Exercise brief
The data below is to be repeated in full, exactly as given.

Material supplied
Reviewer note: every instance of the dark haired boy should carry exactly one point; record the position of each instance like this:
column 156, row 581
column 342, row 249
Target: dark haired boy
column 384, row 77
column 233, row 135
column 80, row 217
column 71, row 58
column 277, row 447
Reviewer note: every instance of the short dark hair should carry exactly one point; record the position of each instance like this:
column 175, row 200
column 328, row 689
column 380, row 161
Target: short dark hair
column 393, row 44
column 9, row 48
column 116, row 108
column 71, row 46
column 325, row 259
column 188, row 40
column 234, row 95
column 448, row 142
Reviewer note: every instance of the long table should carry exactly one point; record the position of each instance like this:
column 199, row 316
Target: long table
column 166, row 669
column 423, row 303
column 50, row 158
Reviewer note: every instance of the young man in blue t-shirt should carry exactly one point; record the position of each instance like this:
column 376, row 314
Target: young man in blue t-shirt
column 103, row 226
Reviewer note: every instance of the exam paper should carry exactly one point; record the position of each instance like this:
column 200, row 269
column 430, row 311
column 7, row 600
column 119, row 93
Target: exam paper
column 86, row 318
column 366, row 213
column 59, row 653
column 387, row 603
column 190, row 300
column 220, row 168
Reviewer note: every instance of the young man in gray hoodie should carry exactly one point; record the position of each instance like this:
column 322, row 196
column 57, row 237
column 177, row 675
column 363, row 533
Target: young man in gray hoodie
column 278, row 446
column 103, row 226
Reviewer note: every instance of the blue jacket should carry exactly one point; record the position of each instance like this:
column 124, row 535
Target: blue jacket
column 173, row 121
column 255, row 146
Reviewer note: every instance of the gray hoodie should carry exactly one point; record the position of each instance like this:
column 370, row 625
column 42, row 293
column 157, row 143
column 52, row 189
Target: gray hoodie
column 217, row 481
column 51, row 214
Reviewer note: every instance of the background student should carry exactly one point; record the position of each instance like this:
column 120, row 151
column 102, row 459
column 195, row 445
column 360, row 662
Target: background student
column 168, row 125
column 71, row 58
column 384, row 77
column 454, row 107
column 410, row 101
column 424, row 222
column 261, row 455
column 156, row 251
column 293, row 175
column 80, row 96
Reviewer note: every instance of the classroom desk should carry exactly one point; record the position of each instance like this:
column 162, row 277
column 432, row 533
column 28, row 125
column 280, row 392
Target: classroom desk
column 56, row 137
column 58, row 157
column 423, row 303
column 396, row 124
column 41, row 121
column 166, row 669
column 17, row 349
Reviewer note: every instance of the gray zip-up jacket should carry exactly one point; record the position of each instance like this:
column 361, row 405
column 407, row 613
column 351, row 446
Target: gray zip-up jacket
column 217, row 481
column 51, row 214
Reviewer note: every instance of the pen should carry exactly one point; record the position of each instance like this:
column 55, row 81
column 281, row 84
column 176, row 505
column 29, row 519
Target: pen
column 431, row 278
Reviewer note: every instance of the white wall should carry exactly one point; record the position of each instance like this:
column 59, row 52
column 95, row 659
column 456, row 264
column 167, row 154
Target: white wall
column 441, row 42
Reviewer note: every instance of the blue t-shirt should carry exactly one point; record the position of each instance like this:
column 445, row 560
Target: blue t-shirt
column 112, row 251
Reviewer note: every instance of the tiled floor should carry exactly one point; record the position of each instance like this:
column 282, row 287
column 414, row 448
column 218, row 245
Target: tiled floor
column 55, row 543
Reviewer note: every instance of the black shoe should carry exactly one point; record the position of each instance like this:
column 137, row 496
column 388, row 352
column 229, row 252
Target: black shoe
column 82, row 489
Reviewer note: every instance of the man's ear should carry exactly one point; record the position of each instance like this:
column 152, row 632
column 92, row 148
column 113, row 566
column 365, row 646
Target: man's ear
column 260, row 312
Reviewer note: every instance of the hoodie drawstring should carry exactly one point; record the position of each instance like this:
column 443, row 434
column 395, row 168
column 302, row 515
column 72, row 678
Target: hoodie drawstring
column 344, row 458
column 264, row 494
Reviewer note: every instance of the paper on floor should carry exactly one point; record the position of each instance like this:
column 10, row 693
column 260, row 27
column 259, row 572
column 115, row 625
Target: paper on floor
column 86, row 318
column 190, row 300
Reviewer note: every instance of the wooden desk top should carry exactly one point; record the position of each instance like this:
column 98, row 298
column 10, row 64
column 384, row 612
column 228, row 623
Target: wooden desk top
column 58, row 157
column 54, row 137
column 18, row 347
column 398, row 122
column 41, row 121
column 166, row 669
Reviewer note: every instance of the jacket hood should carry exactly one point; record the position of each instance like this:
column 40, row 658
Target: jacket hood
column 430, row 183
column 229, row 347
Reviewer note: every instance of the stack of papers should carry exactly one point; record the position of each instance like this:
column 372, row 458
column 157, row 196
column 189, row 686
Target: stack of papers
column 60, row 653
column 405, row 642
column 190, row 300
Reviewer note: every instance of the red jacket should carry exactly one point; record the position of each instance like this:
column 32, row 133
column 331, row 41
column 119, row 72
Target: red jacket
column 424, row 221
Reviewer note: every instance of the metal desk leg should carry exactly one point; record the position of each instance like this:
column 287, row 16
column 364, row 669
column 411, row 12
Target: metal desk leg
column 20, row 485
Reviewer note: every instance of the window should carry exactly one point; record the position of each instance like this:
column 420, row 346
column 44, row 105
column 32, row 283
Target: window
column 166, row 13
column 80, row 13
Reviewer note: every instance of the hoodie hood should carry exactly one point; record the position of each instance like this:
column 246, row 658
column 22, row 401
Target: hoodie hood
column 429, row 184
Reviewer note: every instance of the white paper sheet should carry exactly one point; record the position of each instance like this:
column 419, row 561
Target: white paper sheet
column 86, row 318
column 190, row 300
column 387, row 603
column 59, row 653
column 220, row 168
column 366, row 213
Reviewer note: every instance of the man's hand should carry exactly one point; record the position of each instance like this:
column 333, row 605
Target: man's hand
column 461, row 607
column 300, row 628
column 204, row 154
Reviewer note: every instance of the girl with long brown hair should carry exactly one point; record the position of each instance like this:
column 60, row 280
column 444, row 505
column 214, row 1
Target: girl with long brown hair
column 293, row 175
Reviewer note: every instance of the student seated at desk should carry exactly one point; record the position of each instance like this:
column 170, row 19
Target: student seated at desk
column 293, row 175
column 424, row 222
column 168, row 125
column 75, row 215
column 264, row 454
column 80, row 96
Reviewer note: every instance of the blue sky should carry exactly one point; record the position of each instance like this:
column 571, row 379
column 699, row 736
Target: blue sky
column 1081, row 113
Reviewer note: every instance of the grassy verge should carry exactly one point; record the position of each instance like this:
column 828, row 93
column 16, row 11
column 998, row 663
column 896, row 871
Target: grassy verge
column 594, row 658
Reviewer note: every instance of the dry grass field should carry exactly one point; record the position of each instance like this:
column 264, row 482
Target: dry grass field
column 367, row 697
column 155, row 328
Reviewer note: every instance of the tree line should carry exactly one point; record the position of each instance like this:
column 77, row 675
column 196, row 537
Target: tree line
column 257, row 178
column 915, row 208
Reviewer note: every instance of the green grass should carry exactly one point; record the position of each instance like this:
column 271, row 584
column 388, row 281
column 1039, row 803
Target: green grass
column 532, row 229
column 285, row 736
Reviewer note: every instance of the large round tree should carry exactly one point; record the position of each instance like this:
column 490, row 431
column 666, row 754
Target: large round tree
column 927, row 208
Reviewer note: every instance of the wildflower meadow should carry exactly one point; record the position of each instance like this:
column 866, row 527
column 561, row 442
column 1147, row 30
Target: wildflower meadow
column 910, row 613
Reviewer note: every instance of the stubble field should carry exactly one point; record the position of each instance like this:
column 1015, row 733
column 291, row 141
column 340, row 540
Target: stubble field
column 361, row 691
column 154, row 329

Problem solution
Reviewer note: every instance of the dark haired boy should carry exactly one point; record the position of each instance like this:
column 156, row 581
column 342, row 249
Target: dark haired boy
column 384, row 77
column 233, row 135
column 80, row 217
column 71, row 58
column 277, row 447
Reviewer note: every instance of the short dark hair should carry exactly one point; record the position of each instance like this:
column 175, row 200
column 328, row 689
column 380, row 161
Target: short dark hair
column 393, row 44
column 9, row 48
column 116, row 108
column 71, row 46
column 325, row 259
column 188, row 40
column 234, row 95
column 448, row 142
Reviewer note: every instance of the long table should carry exactly one point; record the position of each instance like this:
column 199, row 316
Target: long table
column 166, row 669
column 423, row 303
column 50, row 158
Reviewer note: every instance of the young man in blue t-shirt should carry exactly one point; record the position of each instance like this:
column 376, row 314
Target: young man in blue t-shirt
column 103, row 226
Reviewer note: every instance of the exam paper should carry exactly one point; record the position of each instance like this:
column 200, row 269
column 430, row 311
column 7, row 600
column 119, row 93
Target: exam paper
column 86, row 318
column 366, row 213
column 59, row 653
column 387, row 603
column 190, row 300
column 220, row 168
Reviewer note: every instance of the young man in gray hoodie should carry exactly one point; record the position of each instance like this:
column 322, row 196
column 57, row 237
column 177, row 675
column 363, row 533
Target: young man in gray hoodie
column 278, row 446
column 103, row 226
Reviewer note: every instance of the blue jacket should carry exactly one point; record the position of each instance like this:
column 124, row 535
Target: blue jacket
column 173, row 121
column 255, row 146
Reviewer note: every instance of the gray hoodie should carry exactly one point; record the position of each instance like this:
column 370, row 625
column 42, row 293
column 157, row 143
column 52, row 189
Target: gray hoodie
column 217, row 481
column 51, row 214
Reviewer note: every instance of the background student should carry exactly one point; record the position of each instance like this:
column 120, row 151
column 102, row 459
column 195, row 445
column 360, row 662
Target: background student
column 168, row 125
column 71, row 58
column 384, row 77
column 454, row 107
column 410, row 101
column 424, row 222
column 261, row 455
column 156, row 251
column 293, row 175
column 80, row 96
Reviewer note: every instance of the classroom desk should carry exactly one point; record the position of each instance like this:
column 162, row 277
column 432, row 533
column 28, row 125
column 280, row 392
Target: classroom desk
column 56, row 137
column 58, row 157
column 423, row 303
column 396, row 124
column 41, row 121
column 166, row 669
column 17, row 349
Reviewer note: every instance of the gray zip-up jacket should carry exactly one point; record the position of each instance like this:
column 361, row 405
column 407, row 613
column 351, row 446
Target: gray zip-up jacket
column 217, row 481
column 51, row 214
Reviewer note: every instance of the pen should carry exactly one point; record the position of each instance like this:
column 55, row 81
column 281, row 84
column 176, row 505
column 29, row 519
Target: pen
column 431, row 278
Reviewer note: every instance of the white wall should carry exactly one point; record the position of each instance like this:
column 59, row 52
column 95, row 659
column 456, row 264
column 167, row 154
Target: white wall
column 441, row 42
Reviewer note: every instance of the blue t-shirt should carry exactly one point; record the position of each instance like this:
column 445, row 560
Target: blue t-shirt
column 112, row 251
Reviewer note: every instance of the tiled floor should carry exactly one point; record the position of each instance like this:
column 282, row 287
column 414, row 448
column 218, row 245
Target: tiled floor
column 55, row 543
Reviewer note: every instance of the black shoe should carry exactly one point; record the position of each instance like this:
column 137, row 496
column 388, row 352
column 229, row 252
Target: black shoe
column 82, row 489
Reviewer note: every instance of the man's ear should carry exactly one point; record the position of each instance like this:
column 152, row 632
column 92, row 148
column 113, row 566
column 365, row 646
Target: man's ear
column 260, row 312
Reviewer note: every instance of the hoodie drawstring should carry exactly one point; record the position of each instance like this:
column 443, row 434
column 395, row 168
column 302, row 515
column 72, row 678
Target: hoodie drawstring
column 344, row 458
column 264, row 494
Reviewer note: every instance of the paper on floor should carry exactly one point; record the position of each instance like this:
column 10, row 693
column 260, row 27
column 259, row 572
column 115, row 625
Target: paper on floor
column 86, row 318
column 190, row 300
Reviewer note: every instance of the wooden desk top should carry exactly one point; record the position of each instance like this:
column 98, row 298
column 10, row 64
column 384, row 612
column 228, row 623
Target: wooden desk top
column 58, row 157
column 54, row 137
column 18, row 347
column 398, row 122
column 41, row 121
column 166, row 669
Reviewer note: every instance of the jacket hood should carry exactly one point; record the position of each instance like this:
column 40, row 658
Target: jacket hood
column 430, row 183
column 229, row 347
Reviewer note: every instance of the stack of papers should carry exactly one point; record the position of each instance like this:
column 372, row 458
column 157, row 196
column 189, row 686
Target: stack of papers
column 60, row 653
column 405, row 642
column 190, row 300
Reviewer note: every instance of the red jacket should carry exactly one point; record the position of each instance like this:
column 32, row 133
column 331, row 41
column 119, row 72
Target: red jacket
column 424, row 221
Reviewer note: every instance of the metal desk leg should carry exactly one point; record the position of each instance like this:
column 287, row 16
column 364, row 669
column 411, row 12
Target: metal desk leg
column 20, row 485
Reviewer note: every instance of the window should carry exactly one point; record the position of each instance like this:
column 420, row 346
column 44, row 105
column 32, row 283
Target: window
column 166, row 13
column 80, row 13
Reviewer note: every instance of the hoodie hood should carry exactly one point; record the position of each instance like this:
column 246, row 658
column 22, row 401
Target: hoodie hood
column 429, row 184
Reviewer note: every instance of the white paper sheet should carry exactly one point; record the position of each instance like this:
column 419, row 561
Target: white paper sheet
column 86, row 318
column 190, row 300
column 387, row 603
column 59, row 653
column 220, row 168
column 366, row 213
Reviewer note: every instance of the man's hand should carry exactly one point; record the position of each instance like this:
column 333, row 605
Target: man's hand
column 461, row 607
column 300, row 628
column 204, row 154
Reviewer note: every instance of the girl with long brown hair should carry exactly one point; record the position of each instance like this:
column 60, row 280
column 444, row 505
column 214, row 1
Target: girl with long brown hair
column 293, row 175
Reviewer note: every instance of the student seated at desk should carry exactly one point; record the position of each instance like this:
column 170, row 19
Target: student seated at desk
column 293, row 175
column 424, row 222
column 168, row 125
column 75, row 215
column 264, row 454
column 80, row 96
Reviewer note: every instance of the blue sky should carry exactly one point; record the position of each instance like this:
column 571, row 379
column 699, row 736
Target: blue sky
column 1081, row 113
Reviewer note: every instance of the grassy verge should carry exactly one point; record the position of each instance like this:
column 828, row 93
column 16, row 11
column 998, row 663
column 896, row 871
Target: grassy verge
column 594, row 658
Reviewer note: every instance of the dry grass field should carry exactly one point; record the position of each instance like this:
column 264, row 482
Target: dry grass field
column 367, row 697
column 155, row 328
Reviewer note: every instance of the tree line should carry exactly one point; record the position of each instance like this:
column 77, row 675
column 196, row 537
Target: tree line
column 257, row 178
column 915, row 208
Reviewer note: every instance of the green grass should carry exactly one point; record the position of each instance like this:
column 271, row 584
column 388, row 281
column 1039, row 803
Target: green grass
column 532, row 229
column 285, row 736
Reviewer note: every instance of the large round tree should carry exactly one point; record the position of each instance like this:
column 490, row 431
column 666, row 754
Target: large round tree
column 927, row 208
Reviewer note: every instance of the wildflower meadow should carry exactly one point; record the position of each instance like this:
column 866, row 527
column 561, row 442
column 1147, row 30
Target: wildflower meadow
column 910, row 613
Reviewer note: every instance of the stubble field should carry exactly one point; record the position of each instance like this:
column 1015, row 733
column 291, row 141
column 340, row 540
Target: stubble field
column 361, row 691
column 154, row 329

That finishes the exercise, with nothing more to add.